*** Records to use Section Begins ***

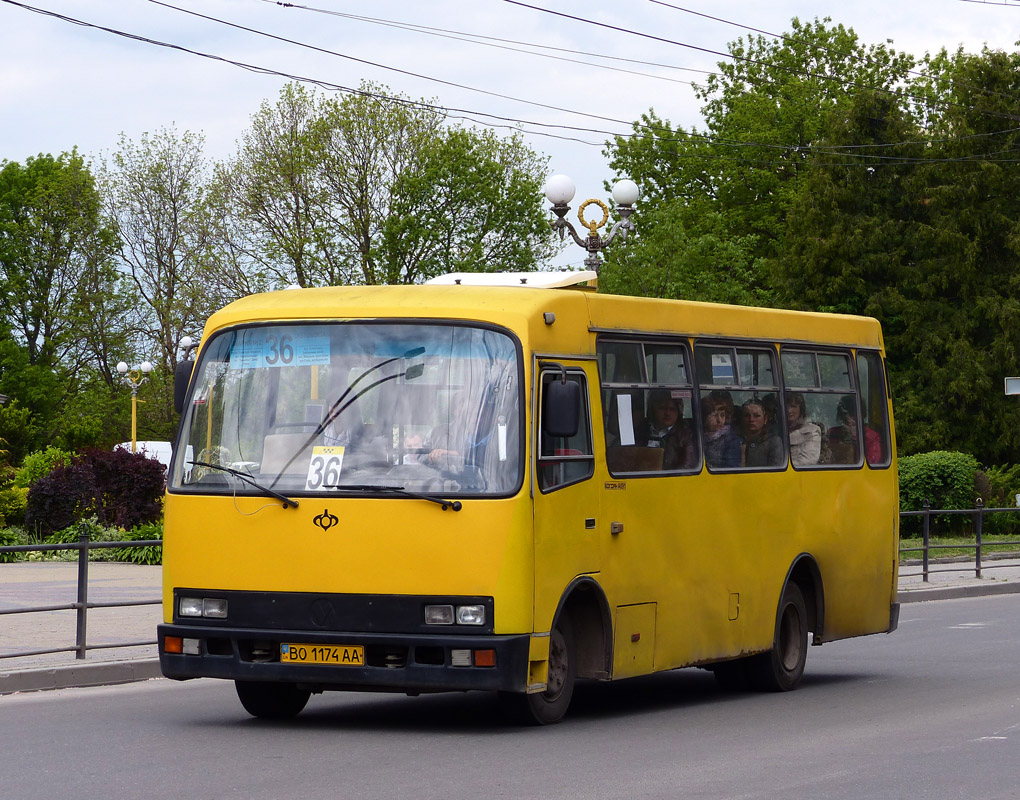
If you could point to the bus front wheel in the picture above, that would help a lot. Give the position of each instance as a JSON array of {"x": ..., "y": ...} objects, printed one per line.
[
  {"x": 549, "y": 706},
  {"x": 780, "y": 668},
  {"x": 271, "y": 701}
]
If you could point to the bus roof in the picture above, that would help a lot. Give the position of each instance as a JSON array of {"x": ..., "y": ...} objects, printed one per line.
[{"x": 576, "y": 311}]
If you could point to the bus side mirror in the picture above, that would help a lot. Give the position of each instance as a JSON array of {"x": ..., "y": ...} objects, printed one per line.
[
  {"x": 561, "y": 408},
  {"x": 182, "y": 377}
]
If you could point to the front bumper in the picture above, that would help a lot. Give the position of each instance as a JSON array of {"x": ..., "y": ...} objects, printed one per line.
[{"x": 413, "y": 662}]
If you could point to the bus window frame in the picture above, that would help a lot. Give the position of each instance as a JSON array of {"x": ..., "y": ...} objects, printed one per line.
[
  {"x": 886, "y": 432},
  {"x": 770, "y": 346},
  {"x": 606, "y": 388}
]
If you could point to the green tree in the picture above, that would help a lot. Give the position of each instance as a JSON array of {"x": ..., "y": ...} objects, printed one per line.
[
  {"x": 52, "y": 232},
  {"x": 728, "y": 188},
  {"x": 372, "y": 188},
  {"x": 156, "y": 190},
  {"x": 270, "y": 208}
]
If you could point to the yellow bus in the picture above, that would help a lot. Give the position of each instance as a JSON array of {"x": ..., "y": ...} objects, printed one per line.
[{"x": 510, "y": 483}]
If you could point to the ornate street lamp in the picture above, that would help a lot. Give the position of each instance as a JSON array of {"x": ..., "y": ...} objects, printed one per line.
[
  {"x": 560, "y": 191},
  {"x": 134, "y": 379}
]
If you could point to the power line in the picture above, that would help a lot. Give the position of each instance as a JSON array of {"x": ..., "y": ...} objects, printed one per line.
[
  {"x": 502, "y": 43},
  {"x": 757, "y": 62},
  {"x": 794, "y": 39},
  {"x": 501, "y": 120}
]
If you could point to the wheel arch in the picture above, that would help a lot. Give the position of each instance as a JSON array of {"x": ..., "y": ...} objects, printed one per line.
[
  {"x": 805, "y": 572},
  {"x": 584, "y": 602}
]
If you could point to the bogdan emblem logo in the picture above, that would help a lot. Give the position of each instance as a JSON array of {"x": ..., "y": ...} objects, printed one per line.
[{"x": 325, "y": 520}]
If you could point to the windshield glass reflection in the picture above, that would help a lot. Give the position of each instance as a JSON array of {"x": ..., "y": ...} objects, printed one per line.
[{"x": 336, "y": 408}]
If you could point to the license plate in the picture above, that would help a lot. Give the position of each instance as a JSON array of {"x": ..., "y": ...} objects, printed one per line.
[{"x": 344, "y": 655}]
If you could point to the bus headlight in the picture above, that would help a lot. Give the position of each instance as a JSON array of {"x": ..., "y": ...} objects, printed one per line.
[
  {"x": 462, "y": 614},
  {"x": 213, "y": 607},
  {"x": 470, "y": 614},
  {"x": 439, "y": 614}
]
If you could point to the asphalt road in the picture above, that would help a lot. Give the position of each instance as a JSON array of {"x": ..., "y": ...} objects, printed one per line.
[{"x": 930, "y": 711}]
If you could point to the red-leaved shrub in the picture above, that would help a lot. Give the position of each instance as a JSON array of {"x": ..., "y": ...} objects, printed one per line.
[{"x": 120, "y": 488}]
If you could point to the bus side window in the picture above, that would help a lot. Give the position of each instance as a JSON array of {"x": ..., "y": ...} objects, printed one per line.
[
  {"x": 564, "y": 460},
  {"x": 874, "y": 405}
]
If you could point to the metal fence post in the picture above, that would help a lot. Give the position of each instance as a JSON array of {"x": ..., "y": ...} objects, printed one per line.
[
  {"x": 925, "y": 536},
  {"x": 83, "y": 592},
  {"x": 977, "y": 537}
]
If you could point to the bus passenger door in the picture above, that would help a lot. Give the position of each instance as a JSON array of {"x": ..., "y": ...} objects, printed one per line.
[{"x": 566, "y": 500}]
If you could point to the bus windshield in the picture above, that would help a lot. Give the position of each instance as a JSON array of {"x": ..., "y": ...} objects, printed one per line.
[{"x": 340, "y": 408}]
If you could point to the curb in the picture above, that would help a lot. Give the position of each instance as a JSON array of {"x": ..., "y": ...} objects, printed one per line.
[
  {"x": 77, "y": 676},
  {"x": 956, "y": 592}
]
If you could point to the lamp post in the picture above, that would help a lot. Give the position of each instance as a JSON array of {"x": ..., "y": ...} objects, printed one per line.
[
  {"x": 560, "y": 191},
  {"x": 134, "y": 379}
]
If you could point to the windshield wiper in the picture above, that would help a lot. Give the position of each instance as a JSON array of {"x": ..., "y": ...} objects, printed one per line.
[
  {"x": 339, "y": 406},
  {"x": 456, "y": 505},
  {"x": 248, "y": 480}
]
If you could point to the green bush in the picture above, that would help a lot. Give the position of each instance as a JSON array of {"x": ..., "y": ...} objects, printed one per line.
[
  {"x": 96, "y": 533},
  {"x": 13, "y": 501},
  {"x": 149, "y": 554},
  {"x": 119, "y": 488},
  {"x": 40, "y": 464},
  {"x": 999, "y": 487},
  {"x": 9, "y": 537},
  {"x": 945, "y": 480}
]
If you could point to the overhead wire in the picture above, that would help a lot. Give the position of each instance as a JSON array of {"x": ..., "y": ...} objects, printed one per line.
[
  {"x": 746, "y": 59},
  {"x": 797, "y": 40},
  {"x": 672, "y": 133},
  {"x": 504, "y": 44},
  {"x": 516, "y": 122}
]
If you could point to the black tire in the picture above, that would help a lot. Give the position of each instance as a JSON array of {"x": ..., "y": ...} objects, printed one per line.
[
  {"x": 781, "y": 667},
  {"x": 271, "y": 701},
  {"x": 548, "y": 707}
]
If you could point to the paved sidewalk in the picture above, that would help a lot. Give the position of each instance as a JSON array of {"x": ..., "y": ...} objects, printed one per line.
[
  {"x": 50, "y": 583},
  {"x": 55, "y": 583}
]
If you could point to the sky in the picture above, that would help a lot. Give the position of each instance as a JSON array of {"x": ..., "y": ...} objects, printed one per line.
[{"x": 532, "y": 64}]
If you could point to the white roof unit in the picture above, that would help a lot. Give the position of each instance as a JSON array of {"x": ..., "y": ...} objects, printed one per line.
[{"x": 531, "y": 280}]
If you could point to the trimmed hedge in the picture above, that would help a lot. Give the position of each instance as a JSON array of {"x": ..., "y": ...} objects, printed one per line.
[{"x": 946, "y": 480}]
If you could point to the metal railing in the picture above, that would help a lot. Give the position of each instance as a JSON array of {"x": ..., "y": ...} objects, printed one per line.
[
  {"x": 977, "y": 513},
  {"x": 82, "y": 605}
]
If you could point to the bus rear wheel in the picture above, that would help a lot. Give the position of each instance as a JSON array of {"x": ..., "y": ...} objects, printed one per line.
[
  {"x": 271, "y": 701},
  {"x": 781, "y": 667},
  {"x": 548, "y": 707}
]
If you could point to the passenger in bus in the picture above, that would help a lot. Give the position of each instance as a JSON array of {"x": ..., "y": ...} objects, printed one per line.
[
  {"x": 761, "y": 446},
  {"x": 844, "y": 440},
  {"x": 722, "y": 445},
  {"x": 805, "y": 436},
  {"x": 667, "y": 429}
]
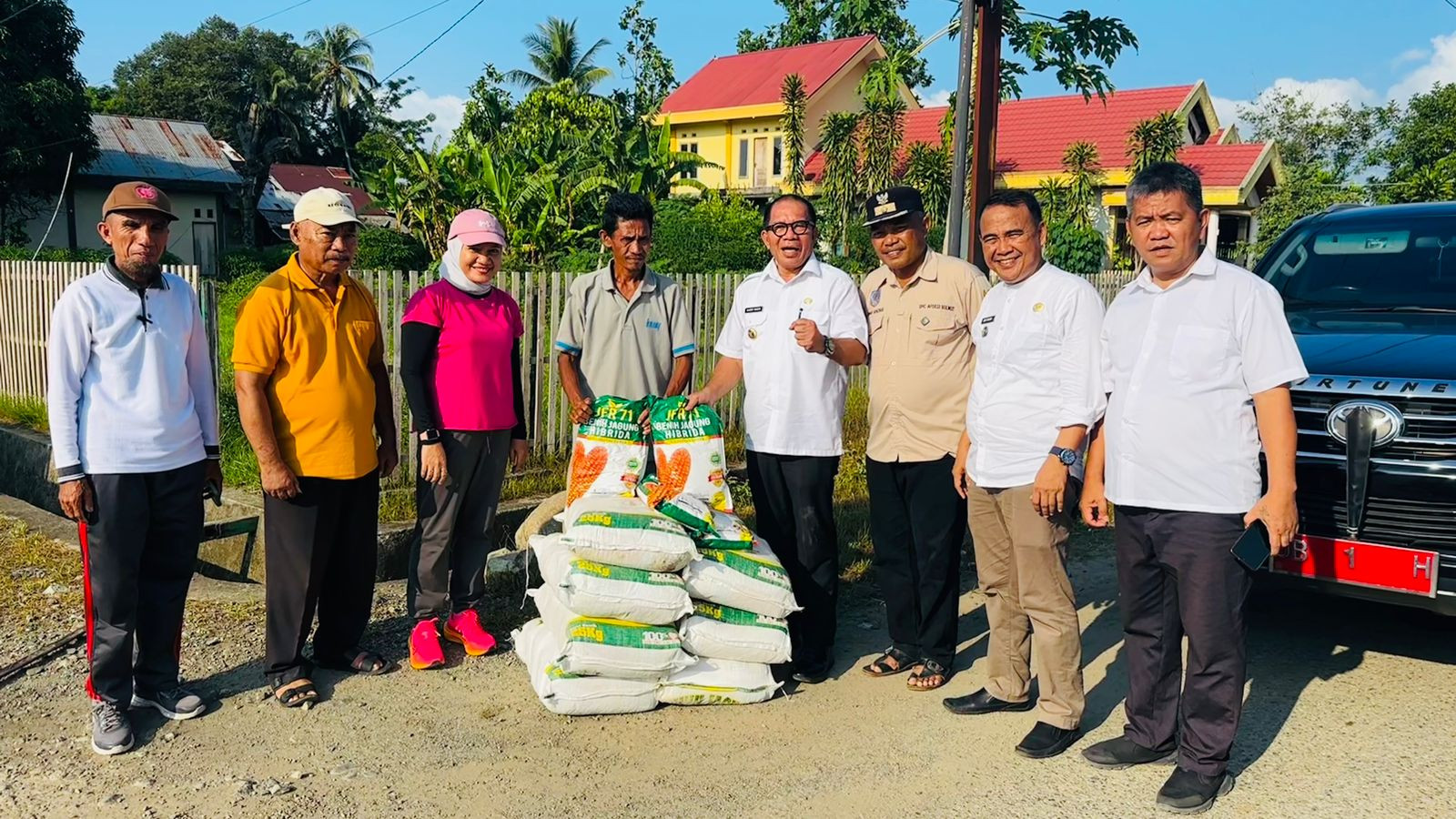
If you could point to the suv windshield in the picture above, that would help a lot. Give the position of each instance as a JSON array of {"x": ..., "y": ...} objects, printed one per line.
[{"x": 1369, "y": 266}]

*** Records to use Section Ends ***

Problem statement: Output, word for word, the full listing above, with no pictures.

Response to the task:
If you could point to the bus front wheel in the picture above, that would help a lot. Give the position of each instance as a JSON array of {"x": ..., "y": ...} objects, printed one per line.
[
  {"x": 549, "y": 706},
  {"x": 780, "y": 668},
  {"x": 271, "y": 701}
]
If you could point to the bus roof in the picture above, that would help a lot. Give the position of each instance as a JSON array of {"x": ..., "y": ...} objects, printed one per line.
[{"x": 576, "y": 311}]
If you could point to the bus side mirror in the picture above, that would help a lot. Give the position of each instance as a JSON array of {"x": ..., "y": ...} objects, printed one per line.
[
  {"x": 561, "y": 408},
  {"x": 182, "y": 377}
]
If you could point to the front bumper in the picture above, that would help a lot. Give the position of each instance as a JSON array of {"x": ..., "y": ...} objects, printed one per line.
[{"x": 413, "y": 662}]
If you could point to the bus window frame in the picture above, that would help a lot. Give the position of each instance as a JSON array of {"x": ..., "y": ...} objects, printed one per line.
[
  {"x": 886, "y": 432},
  {"x": 770, "y": 346},
  {"x": 606, "y": 388}
]
If you could point to the green tree in the picture above, that would help a lot. Give the position of each instance as a JSON array of {"x": ..., "y": ...} objects, printed one per line.
[
  {"x": 52, "y": 232},
  {"x": 728, "y": 188},
  {"x": 372, "y": 188},
  {"x": 156, "y": 190},
  {"x": 270, "y": 208}
]
If you could point to the yellow bus in the picture above, that would help a lot. Give the position of each instance as a JSON array of {"x": ..., "y": ...} objects, printed one per line.
[{"x": 510, "y": 483}]
If you could point to the ornate street lamp in the picture above, that would help a lot. Give the position of each instance as a JSON array of {"x": ..., "y": ...} objects, printed one per line.
[
  {"x": 560, "y": 191},
  {"x": 134, "y": 379}
]
If you could point to the power line in the picture above, that would help a lot. Give the position of each instance as a JSON array of {"x": ..., "y": ...} objects, printed one per line.
[
  {"x": 502, "y": 43},
  {"x": 757, "y": 62},
  {"x": 794, "y": 39},
  {"x": 501, "y": 120}
]
If you could point to the wheel arch in the picture above, that would help a lot. Give the position of each instance as a JSON array of {"x": ..., "y": ...} objects, printed one per line.
[
  {"x": 805, "y": 572},
  {"x": 584, "y": 602}
]
If you could point to the bogdan emblem logo in the picture above, that would help a lot. Give the position of each instance as a JSON array of {"x": ..., "y": ...} objects, printed one per line.
[{"x": 325, "y": 520}]
If you could point to the windshield glass reflection in the picture above, that would help a lot. Give the position of each instance as a JSON array of {"x": ..., "y": ...} objects, printed one per line.
[{"x": 336, "y": 408}]
If you could point to the license plate in the picture above, that would help a lot. Give the position of each instance as a JSON array of {"x": ..., "y": ...} objects, printed one per line.
[{"x": 344, "y": 655}]
If you could point to the bus headlight in the picture above, that would help a lot. Give the position of each instance as a JSON array of {"x": ..., "y": ...} objects, printed one per line.
[
  {"x": 462, "y": 614},
  {"x": 213, "y": 607},
  {"x": 470, "y": 614},
  {"x": 439, "y": 614}
]
If you could point to the asphalt road in the picture above, that would help a lot. Give the position of each instance as a JSON array of {"x": ..., "y": ...} objects, printed one per line.
[{"x": 930, "y": 711}]
If you could point to the red-leaved shrub in the picture above, that would help a lot. Give the position of each instance as a JSON array of {"x": ..., "y": ...} objects, printed one per line.
[{"x": 120, "y": 488}]
If you could point to the bus side window in the picture above, that would help a lot. Give the position of each instance as a JSON array of {"x": ..., "y": ...} objects, printed one per line.
[
  {"x": 564, "y": 460},
  {"x": 874, "y": 405}
]
If you could point to the metal fence post in the picture above, that would help a lot. Give the position of each instance as a JSON array of {"x": ..., "y": ...} objects, printed one per line.
[
  {"x": 925, "y": 536},
  {"x": 83, "y": 592},
  {"x": 977, "y": 537}
]
If you could point to the bus passenger door in the picture above, that would help a lot. Give the position of each instance as a JSON array of {"x": ..., "y": ...} objects, printed one per line.
[{"x": 566, "y": 500}]
If you could point to the bus windshield in the picture above, that would help a lot. Give the position of each instance as a JSON array of {"x": ..., "y": ...} objects, printed one per line.
[{"x": 340, "y": 408}]
If you could point to the curb in the picture above, that would help a lot. Give the position of each instance as a JSON array of {"x": ..., "y": ...} objects, printed one per line.
[
  {"x": 77, "y": 676},
  {"x": 956, "y": 592}
]
If you could point to the lamp post in the picture above, that would help a lot. Give the position of each instance as a JSON array of {"x": ..., "y": ...} objects, printed one per line.
[
  {"x": 560, "y": 191},
  {"x": 134, "y": 379}
]
If you could point to the windshield wiper in the picture above, that would help a lot. Give the position of each instance as a JSON array of {"x": ..., "y": ...} objects, printed one per line.
[
  {"x": 339, "y": 406},
  {"x": 456, "y": 505},
  {"x": 248, "y": 480}
]
If you could point to the green bush in the picture above, that would help a lot. Give the position of each instance as a JSON array of {"x": ..., "y": ...} objects, printed one per line.
[
  {"x": 96, "y": 533},
  {"x": 13, "y": 501},
  {"x": 149, "y": 554},
  {"x": 119, "y": 488},
  {"x": 40, "y": 464},
  {"x": 999, "y": 487},
  {"x": 9, "y": 537},
  {"x": 945, "y": 480}
]
If you could point to the overhead wire in the picture above, that would help a lot. Give the position of each instance as a JSON array of {"x": ..., "y": ...} objects, printed one per line.
[
  {"x": 746, "y": 59},
  {"x": 797, "y": 40},
  {"x": 672, "y": 133},
  {"x": 504, "y": 44},
  {"x": 516, "y": 122}
]
If you could point to the black tire in the picture above, that would help a lot. Give the position of each instance as a JSON array of {"x": ..., "y": ...} objects, printed one per line.
[
  {"x": 781, "y": 667},
  {"x": 271, "y": 701},
  {"x": 548, "y": 707}
]
If you could point to the paved sidewalk in the picture above, that would help a lot. Give the position of each instance as a JSON array of {"x": ..., "y": ...} objects, printed one per line.
[
  {"x": 50, "y": 583},
  {"x": 55, "y": 583}
]
If you could point to the sky in the picture above, that would help a lot. Give the position of each instance as a JSON array of {"x": ..., "y": ...} objects, printed one per line.
[{"x": 532, "y": 64}]
If you could point to the white roof unit in the picture above, that would help a lot. Give the position of each instance as a JSON array of {"x": ..., "y": ...} objects, printed one per line.
[{"x": 531, "y": 280}]
If you could point to the trimmed hedge in the picture above, that would help a lot. Give the position of each instance as a JSON array of {"x": ..., "y": ...} objects, printed one per line.
[{"x": 946, "y": 480}]
If you could point to the metal railing in the picture above, that would help a lot. Give the position of each instance as a JSON array of {"x": ..., "y": ...} objects, printed one per line.
[
  {"x": 977, "y": 513},
  {"x": 82, "y": 605}
]
If you could point to the bus rear wheel in the picture above, that would help a lot. Give the position of each instance as a JSON array of {"x": ..., "y": ...} objects, printed one per line.
[
  {"x": 271, "y": 701},
  {"x": 781, "y": 667},
  {"x": 548, "y": 707}
]
If you could point to the passenger in bus in the picture above, that would help a lot. Give the position of each instance as a JSON array of {"x": ..., "y": ...} objects, printed one per line.
[
  {"x": 761, "y": 446},
  {"x": 844, "y": 440},
  {"x": 722, "y": 445},
  {"x": 805, "y": 436},
  {"x": 667, "y": 429}
]
If you could point to the suv windshield in the picture above, that would help a lot. Give the position of each instance as a JSON array of {"x": ..., "y": ...} objects, printed one per line.
[{"x": 1369, "y": 266}]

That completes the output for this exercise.